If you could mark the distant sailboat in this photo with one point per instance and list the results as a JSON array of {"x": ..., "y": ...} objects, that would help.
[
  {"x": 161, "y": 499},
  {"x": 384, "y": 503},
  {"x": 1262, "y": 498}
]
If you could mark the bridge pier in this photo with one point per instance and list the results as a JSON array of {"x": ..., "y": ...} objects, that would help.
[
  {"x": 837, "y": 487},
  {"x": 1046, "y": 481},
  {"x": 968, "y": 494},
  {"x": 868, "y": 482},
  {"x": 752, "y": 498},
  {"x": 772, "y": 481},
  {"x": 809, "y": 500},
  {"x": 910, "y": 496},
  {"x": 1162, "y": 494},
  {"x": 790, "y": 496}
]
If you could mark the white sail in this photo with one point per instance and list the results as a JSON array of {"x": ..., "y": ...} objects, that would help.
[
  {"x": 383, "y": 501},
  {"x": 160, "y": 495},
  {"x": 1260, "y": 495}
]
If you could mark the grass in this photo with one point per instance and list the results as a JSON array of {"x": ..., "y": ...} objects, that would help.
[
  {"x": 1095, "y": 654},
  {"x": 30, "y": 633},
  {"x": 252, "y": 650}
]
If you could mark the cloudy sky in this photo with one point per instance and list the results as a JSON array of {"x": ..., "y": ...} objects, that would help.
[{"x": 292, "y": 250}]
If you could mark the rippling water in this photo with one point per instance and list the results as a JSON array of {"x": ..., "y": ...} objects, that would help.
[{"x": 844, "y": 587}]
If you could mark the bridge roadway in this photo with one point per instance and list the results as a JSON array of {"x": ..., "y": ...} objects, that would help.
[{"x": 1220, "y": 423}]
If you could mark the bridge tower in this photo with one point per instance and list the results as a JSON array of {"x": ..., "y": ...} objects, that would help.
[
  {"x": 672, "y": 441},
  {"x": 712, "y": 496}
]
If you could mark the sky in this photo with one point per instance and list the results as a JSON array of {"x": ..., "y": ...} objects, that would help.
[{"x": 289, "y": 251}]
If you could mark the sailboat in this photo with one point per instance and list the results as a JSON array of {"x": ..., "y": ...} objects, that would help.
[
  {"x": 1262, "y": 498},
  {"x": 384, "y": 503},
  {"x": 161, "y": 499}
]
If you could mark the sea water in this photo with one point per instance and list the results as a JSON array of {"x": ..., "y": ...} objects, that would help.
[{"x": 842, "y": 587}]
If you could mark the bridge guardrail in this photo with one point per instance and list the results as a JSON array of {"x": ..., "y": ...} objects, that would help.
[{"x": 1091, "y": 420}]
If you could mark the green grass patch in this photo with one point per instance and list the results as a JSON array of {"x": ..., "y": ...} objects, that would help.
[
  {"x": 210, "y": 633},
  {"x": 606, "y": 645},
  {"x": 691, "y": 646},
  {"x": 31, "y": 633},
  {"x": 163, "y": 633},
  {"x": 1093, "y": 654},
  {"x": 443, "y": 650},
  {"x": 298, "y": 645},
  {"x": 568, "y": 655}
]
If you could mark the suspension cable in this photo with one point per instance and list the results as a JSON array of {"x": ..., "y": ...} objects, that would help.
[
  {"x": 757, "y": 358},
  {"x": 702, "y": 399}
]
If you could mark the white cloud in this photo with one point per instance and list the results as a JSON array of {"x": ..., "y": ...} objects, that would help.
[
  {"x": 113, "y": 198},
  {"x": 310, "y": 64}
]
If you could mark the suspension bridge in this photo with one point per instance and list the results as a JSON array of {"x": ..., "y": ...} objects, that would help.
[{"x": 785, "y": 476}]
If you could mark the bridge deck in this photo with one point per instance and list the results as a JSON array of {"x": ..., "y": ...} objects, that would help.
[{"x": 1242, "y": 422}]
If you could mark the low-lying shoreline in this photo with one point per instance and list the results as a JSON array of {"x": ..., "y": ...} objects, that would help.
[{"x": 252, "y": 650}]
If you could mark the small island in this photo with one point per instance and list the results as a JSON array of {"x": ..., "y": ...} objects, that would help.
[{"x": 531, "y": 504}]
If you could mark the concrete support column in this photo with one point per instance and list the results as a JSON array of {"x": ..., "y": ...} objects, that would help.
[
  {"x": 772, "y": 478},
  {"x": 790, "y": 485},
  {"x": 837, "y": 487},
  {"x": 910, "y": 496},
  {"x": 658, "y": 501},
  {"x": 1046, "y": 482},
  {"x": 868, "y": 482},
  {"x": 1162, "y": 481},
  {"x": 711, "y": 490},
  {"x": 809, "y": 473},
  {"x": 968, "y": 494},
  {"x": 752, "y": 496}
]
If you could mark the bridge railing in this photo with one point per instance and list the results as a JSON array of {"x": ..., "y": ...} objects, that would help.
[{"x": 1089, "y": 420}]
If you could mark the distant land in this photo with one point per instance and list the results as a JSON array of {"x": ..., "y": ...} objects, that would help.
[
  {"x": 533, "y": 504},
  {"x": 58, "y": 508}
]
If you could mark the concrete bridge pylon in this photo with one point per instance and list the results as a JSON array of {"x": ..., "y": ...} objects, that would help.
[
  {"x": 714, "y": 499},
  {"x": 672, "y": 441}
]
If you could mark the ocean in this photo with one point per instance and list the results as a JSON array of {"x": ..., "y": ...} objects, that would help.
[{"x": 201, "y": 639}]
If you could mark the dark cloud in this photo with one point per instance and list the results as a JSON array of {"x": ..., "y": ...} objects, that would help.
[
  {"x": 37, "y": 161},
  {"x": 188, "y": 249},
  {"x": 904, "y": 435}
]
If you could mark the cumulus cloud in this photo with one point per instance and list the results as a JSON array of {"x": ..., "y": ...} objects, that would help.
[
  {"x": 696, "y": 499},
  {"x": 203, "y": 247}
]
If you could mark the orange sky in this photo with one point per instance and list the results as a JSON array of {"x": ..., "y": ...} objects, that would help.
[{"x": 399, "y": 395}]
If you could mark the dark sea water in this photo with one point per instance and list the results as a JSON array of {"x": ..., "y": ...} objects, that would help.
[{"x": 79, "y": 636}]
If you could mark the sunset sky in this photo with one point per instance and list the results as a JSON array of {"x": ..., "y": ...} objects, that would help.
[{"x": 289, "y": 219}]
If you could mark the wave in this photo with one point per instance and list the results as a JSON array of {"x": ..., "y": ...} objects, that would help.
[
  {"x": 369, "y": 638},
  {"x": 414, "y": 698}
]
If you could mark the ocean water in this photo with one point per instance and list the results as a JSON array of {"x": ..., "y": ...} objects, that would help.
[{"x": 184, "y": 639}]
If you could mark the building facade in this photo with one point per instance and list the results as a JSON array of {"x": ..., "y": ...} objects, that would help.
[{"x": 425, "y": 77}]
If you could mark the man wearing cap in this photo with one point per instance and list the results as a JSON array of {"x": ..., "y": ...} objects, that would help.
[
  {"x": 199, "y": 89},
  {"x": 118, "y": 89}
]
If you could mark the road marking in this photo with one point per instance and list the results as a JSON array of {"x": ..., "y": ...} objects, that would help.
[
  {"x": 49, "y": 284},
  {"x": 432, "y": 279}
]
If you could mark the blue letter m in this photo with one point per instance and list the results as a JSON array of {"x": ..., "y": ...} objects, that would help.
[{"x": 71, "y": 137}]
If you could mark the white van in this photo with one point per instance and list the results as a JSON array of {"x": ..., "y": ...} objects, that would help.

** Action item **
Line by line, output the records exactly as given.

** Response to this exercise **
If you could mark the distant sailboat in this photo with one point per instance and list the results as a JSON array of {"x": ..., "y": ...} objects, that would help.
[
  {"x": 161, "y": 499},
  {"x": 384, "y": 503},
  {"x": 1262, "y": 498}
]
If you could mark the bridge pier in this photo with one point per instance and list the results as a JSON array of {"x": ..., "y": ...} objects, that would help.
[
  {"x": 837, "y": 487},
  {"x": 1046, "y": 481},
  {"x": 968, "y": 494},
  {"x": 868, "y": 482},
  {"x": 752, "y": 498},
  {"x": 772, "y": 481},
  {"x": 809, "y": 500},
  {"x": 910, "y": 496},
  {"x": 1162, "y": 494},
  {"x": 790, "y": 496}
]
If you could mark the white sail in this photo with one point per instance and list the results as a JSON array of {"x": ..., "y": ...} objects, that would help.
[
  {"x": 383, "y": 501},
  {"x": 160, "y": 495},
  {"x": 1260, "y": 495}
]
If you could mark the grass in this photo with one point per instance and list the results as a JSON array of {"x": ..., "y": ...} objects, that would help.
[
  {"x": 1095, "y": 654},
  {"x": 30, "y": 633},
  {"x": 252, "y": 650}
]
If you could mark the cloudy sky in this photo with one point per instance and list the results as a JSON array of {"x": ..., "y": ...} objects, that would help.
[{"x": 292, "y": 250}]
If you could mark the rippling water in this photo with one point per instance and list the results as a JSON array of {"x": ..., "y": ...} objects, that would help.
[{"x": 844, "y": 587}]
If you could mark the bridge roadway in this photo with one point per instance and list the results as a JSON array of {"x": ..., "y": ...} objects, that would help.
[{"x": 1220, "y": 423}]
If you could mark the bridge tower in this photo with one point per instance and list the results as a JSON array of {"x": ..., "y": ...} objects, that would help.
[
  {"x": 672, "y": 441},
  {"x": 712, "y": 496}
]
If you could mark the sky in this photo with one point per instance and list the results as a JSON array of {"x": ..., "y": ...} objects, that would help.
[{"x": 289, "y": 251}]
If you could mark the sailboat in this photo with one point per instance and list the results as a JSON array of {"x": ..., "y": ...} objects, that would help.
[
  {"x": 1262, "y": 498},
  {"x": 384, "y": 503},
  {"x": 161, "y": 499}
]
If you could mark the sea water in this photo with one point per instance and list the results as a JSON array of {"x": ..., "y": ...} objects, that would help.
[{"x": 842, "y": 587}]
If you could mark the bridge guardrail in this photo with one point per instance and list the results as a JSON array of {"x": ..., "y": ...} objects, that would help.
[{"x": 1091, "y": 420}]
If you could mark the green grass patch in this photo with one point per instance and list the results as a JSON array of {"x": ..., "y": ...} objects, that would help.
[
  {"x": 210, "y": 633},
  {"x": 606, "y": 645},
  {"x": 691, "y": 646},
  {"x": 31, "y": 633},
  {"x": 163, "y": 633},
  {"x": 1093, "y": 654},
  {"x": 443, "y": 650},
  {"x": 298, "y": 645},
  {"x": 568, "y": 655}
]
If you could mark the suspension cable in this photo with one point per instance and list the results as a JSON array of {"x": ..., "y": ...} objects, that would help.
[
  {"x": 757, "y": 358},
  {"x": 702, "y": 399}
]
If you could mark the white cloud in this photo with one point per instance and list the results as a JSON array of {"x": ..., "y": ...} objects, that would help.
[
  {"x": 113, "y": 198},
  {"x": 310, "y": 64}
]
If you could mark the suspension bridge in this photo with one point per instance and list the results as a JSON array of {"x": ..., "y": ...} objects, that would help.
[{"x": 785, "y": 476}]
If you could mark the bridge deck in this photo with one point per instance and list the results as a JSON array of {"x": ..., "y": ...} objects, that would help.
[{"x": 1242, "y": 422}]
If you could mark the low-lying shoreline in this photo with one point per instance and list the results as a JSON array of {"x": ..., "y": ...} objects, that would help.
[{"x": 252, "y": 650}]
If you could mark the small island in this photo with one point per instance and list the results as a JSON array of {"x": ..., "y": ...} objects, that would help.
[{"x": 531, "y": 504}]
If you could mark the concrete support column in this photo with one point per instance and list the results as a JSON array of {"x": ..., "y": ...} objects, that would help.
[
  {"x": 772, "y": 478},
  {"x": 790, "y": 485},
  {"x": 837, "y": 487},
  {"x": 910, "y": 496},
  {"x": 658, "y": 501},
  {"x": 1046, "y": 482},
  {"x": 868, "y": 482},
  {"x": 1162, "y": 481},
  {"x": 711, "y": 490},
  {"x": 809, "y": 473},
  {"x": 968, "y": 494},
  {"x": 752, "y": 496}
]
If you could mark the bridge railing in this photo with one point per instance and list the results as a JSON array of {"x": ..., "y": ...} objects, that would help.
[{"x": 1089, "y": 420}]
If you could mark the distant land in this photo with one point per instance and list the results as a JSON array of {"x": ..., "y": ...} objects, that would help.
[
  {"x": 533, "y": 504},
  {"x": 58, "y": 508}
]
If you could mark the concrete bridge pylon in this photo with one point per instance and list the results as a JSON array of {"x": ..., "y": ...} objects, that would help.
[
  {"x": 714, "y": 499},
  {"x": 672, "y": 441}
]
If you could mark the ocean in this photo with one point per instance and list the results as a JSON array of {"x": ..., "y": ...} objects, that would help.
[{"x": 201, "y": 639}]
If you could mark the dark cloud in this photo with one point per instance and list the results as a JSON array of {"x": ..., "y": ...} objects, that would help.
[
  {"x": 37, "y": 161},
  {"x": 188, "y": 249},
  {"x": 904, "y": 435}
]
If you could mark the cumulus cloud in this photo with one point per instance and list the results as a JSON array of {"x": ..., "y": ...} objects, that would help.
[
  {"x": 696, "y": 499},
  {"x": 203, "y": 247}
]
If you could mark the orange sky in this photo with one point per instance and list the results as a JSON array of {"x": ..., "y": ...} objects, that would help.
[{"x": 399, "y": 395}]
If you could mark the dark sea water in this photo with one point per instance and list the results as a JSON array of {"x": ..., "y": ...} objects, that would help.
[{"x": 79, "y": 636}]
If you could mark the sunset sky in this photo with one point per instance and list the results as a JSON array of {"x": ..., "y": ...} objects, that would help.
[{"x": 289, "y": 219}]
If you could mark the wave in this photo with one point per instance and list the results as a JSON array of {"x": ..., "y": ...} objects, that would help.
[
  {"x": 369, "y": 638},
  {"x": 414, "y": 698}
]
If you could mark the ocean water in this photo with one point per instance and list the results as a JSON array of {"x": ..., "y": ...} objects, that would help.
[{"x": 184, "y": 639}]
If you could mark the building facade in this photo with one point per instance and list the results as a JSON array of {"x": ..., "y": ...} objects, that would help.
[{"x": 425, "y": 77}]
If you could mark the man wearing cap in this photo with one point per instance and list the results as a JSON array of {"x": ..., "y": ...} objects, that would help.
[
  {"x": 199, "y": 89},
  {"x": 118, "y": 89}
]
If you could mark the road marking in this photo with one point per instance and list the results as a JSON array of {"x": ..., "y": ...} objects, that would help.
[
  {"x": 49, "y": 284},
  {"x": 432, "y": 279}
]
If you could mark the blue letter m in this photo with one point per instance and list the results as a JSON array of {"x": ..., "y": ...} objects, that would help.
[{"x": 71, "y": 137}]
If you could mark the white van in this photo with one point per instance and list the results as a JSON array of {"x": ..., "y": ...} objects, that would help.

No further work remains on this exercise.